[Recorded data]
--- begin ---

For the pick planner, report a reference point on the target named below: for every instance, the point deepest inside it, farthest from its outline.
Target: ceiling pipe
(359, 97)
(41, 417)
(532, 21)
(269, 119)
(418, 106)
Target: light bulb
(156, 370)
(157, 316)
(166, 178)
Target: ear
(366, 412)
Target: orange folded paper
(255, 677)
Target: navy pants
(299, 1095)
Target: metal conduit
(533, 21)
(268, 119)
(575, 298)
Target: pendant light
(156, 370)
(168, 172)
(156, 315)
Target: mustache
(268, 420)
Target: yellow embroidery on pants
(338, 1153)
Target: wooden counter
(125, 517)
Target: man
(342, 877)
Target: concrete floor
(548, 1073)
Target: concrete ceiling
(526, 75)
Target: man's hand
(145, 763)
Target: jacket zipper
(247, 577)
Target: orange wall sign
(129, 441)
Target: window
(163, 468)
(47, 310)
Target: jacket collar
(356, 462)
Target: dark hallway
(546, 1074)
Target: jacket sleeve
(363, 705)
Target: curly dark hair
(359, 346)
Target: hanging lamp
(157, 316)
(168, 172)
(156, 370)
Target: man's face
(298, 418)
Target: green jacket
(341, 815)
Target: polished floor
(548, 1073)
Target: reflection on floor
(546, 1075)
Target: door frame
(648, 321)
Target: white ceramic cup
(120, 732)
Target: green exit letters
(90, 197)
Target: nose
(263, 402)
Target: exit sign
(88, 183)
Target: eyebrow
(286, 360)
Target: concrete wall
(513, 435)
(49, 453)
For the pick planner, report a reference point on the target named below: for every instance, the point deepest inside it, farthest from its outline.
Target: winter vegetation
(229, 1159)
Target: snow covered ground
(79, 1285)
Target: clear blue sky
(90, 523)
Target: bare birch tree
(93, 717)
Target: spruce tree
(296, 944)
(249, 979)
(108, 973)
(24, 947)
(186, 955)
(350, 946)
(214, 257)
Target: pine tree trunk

--- end ---

Repeat each record in full; every line must match exactly.

For the pick planner, report a reference point on the target named below: for every instance, the point deepest inside it, farthest from its outline.
Target: ceiling pipe
(359, 97)
(41, 417)
(532, 21)
(269, 119)
(418, 106)
Target: light bulb
(156, 370)
(157, 316)
(166, 178)
Target: ear
(366, 412)
Target: orange folded paper
(255, 677)
Target: navy pants
(299, 1095)
Target: metal conduit
(533, 21)
(268, 119)
(575, 298)
Target: pendant light
(156, 370)
(168, 172)
(156, 315)
Target: mustache
(268, 420)
Target: yellow embroidery on pants
(338, 1153)
Target: wooden counter
(125, 517)
Target: man
(342, 877)
Target: concrete floor
(548, 1073)
Target: concrete ceiling
(526, 75)
Target: man's hand
(145, 763)
Target: jacket zipper
(247, 577)
Target: orange wall sign
(129, 441)
Target: window
(163, 468)
(47, 310)
Target: jacket collar
(356, 462)
Target: dark hallway
(546, 1074)
Target: jacket sleeve
(363, 705)
Target: curly dark hair
(359, 346)
Target: hanging lamp
(157, 316)
(168, 172)
(156, 370)
Target: man's face
(298, 418)
Target: green jacket
(341, 815)
Target: polished floor
(548, 1073)
Target: reflection on floor
(546, 1075)
Target: door frame
(648, 321)
Target: white ceramic cup
(120, 732)
Target: green exit letters
(90, 197)
Target: nose
(263, 402)
Target: exit sign
(88, 183)
Target: eyebrow
(286, 360)
Target: concrete wall
(513, 435)
(49, 453)
For the pick planner, report a reference point on the target named below: for every instance, the point deepest inside it, farthest from its outline.
Target: winter vegetation
(229, 1159)
Target: snow covered ground
(79, 1285)
Target: clear blue sky
(90, 523)
Target: bare birch tree
(93, 717)
Target: spruce tree
(296, 944)
(249, 979)
(108, 973)
(24, 947)
(186, 955)
(350, 946)
(214, 257)
Target: pine tree trunk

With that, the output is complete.